Instruction 1 -> Copy out the court judgment from "The European Court" to "the various dates." word for word.

CASE OF MAZNEV AND OTHERS v. RUSSIA

(Applications nos. 48826/08, 54526/10, 43512/13, 51512/13, 58203/13 and 68362/14)

 

 

 

 

 

 

JUDGMENT

(Revision)

 

STRASBOURG

26 March 2020

 

This judgment is final but it may be subject to editorial revision.


In the case of Maznev and Others v. Russia (request for revision of the judgment of 22 June 2017),

The European Court of Human Rights (Third Section), sitting as a Committee composed of:

          Alena Poláčková, President,
          Dmitry Dedov,
          Jolien Schukking, judges,
and Liv Tigerstedt, Acting Deputy Section Registrar,

Having deliberated in private on 5 March 2020,

Delivers the following judgment, which was adopted on that date:

PROCEDURE

1.  The case originated in applications against Russia lodged with the Court under Article 34 of the Convention for the Protection of Human Rights and Fundamental Freedoms (“the Convention”) on the various dates.

2.  In a judgment delivered on 22 June 2017, the Court held that there had been a violation of Article 3 of the Convention on account of the inadequate conditions of the applicants’ detention and a violation of Article 5 §§ 3 and 4 and Article 13 as regards other complaints raised by some of the applicants under the well-established case-law of the Court.

Instruction 2 -> Give the entries as a numbered list, from their very start through the line that contains "POLYGON ((165 141, 160", with blank lines left out. Leave the pictures out of the list.

Data for the task ->

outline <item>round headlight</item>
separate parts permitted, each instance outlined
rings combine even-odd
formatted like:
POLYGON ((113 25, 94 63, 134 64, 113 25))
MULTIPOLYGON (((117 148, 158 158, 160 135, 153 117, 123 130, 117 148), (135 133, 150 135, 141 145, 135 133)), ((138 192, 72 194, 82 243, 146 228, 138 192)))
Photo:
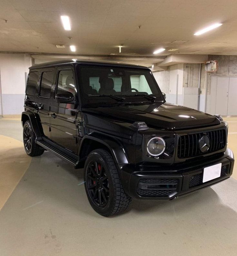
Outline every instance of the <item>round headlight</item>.
POLYGON ((165 141, 160 137, 155 137, 148 142, 147 152, 153 156, 158 156, 163 154, 165 150, 165 141))

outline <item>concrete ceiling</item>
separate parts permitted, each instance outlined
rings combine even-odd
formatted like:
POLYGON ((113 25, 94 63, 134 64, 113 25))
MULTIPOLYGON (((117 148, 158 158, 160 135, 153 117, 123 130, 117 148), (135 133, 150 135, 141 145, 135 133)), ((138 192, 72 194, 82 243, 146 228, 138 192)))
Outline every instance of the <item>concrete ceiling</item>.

Correct output 1 ->
The European Court of Human Rights (Third Section), sitting as a Committee composed of:

          Alena Poláčková, President,
          Dmitry Dedov,
          Jolien Schukking, judges,
and Liv Tigerstedt, Acting Deputy Section Registrar,

Having deliberated in private on 5 March 2020,

Delivers the following judgment, which was adopted on that date:

PROCEDURE

1.  The case originated in applications against Russia lodged with the Court under Article 34 of the Convention for the Protection of Human Rights and Fundamental Freedoms (“the Convention”) on the various dates.

Correct output 2 ->
1. outline <item>round headlight</item>
2. separate parts permitted, each instance outlined
3. rings combine even-odd
4. formatted like:
5. POLYGON ((113 25, 94 63, 134 64, 113 25))
6. MULTIPOLYGON (((117 148, 158 158, 160 135, 153 117, 123 130, 117 148), (135 133, 150 135, 141 145, 135 133)), ((138 192, 72 194, 82 243, 146 228, 138 192)))
7. Photo:
8. Outline every instance of the <item>round headlight</item>.
9. POLYGON ((165 141, 160 137, 155 137, 148 142, 147 152, 153 156, 158 156, 163 154, 165 150, 165 141))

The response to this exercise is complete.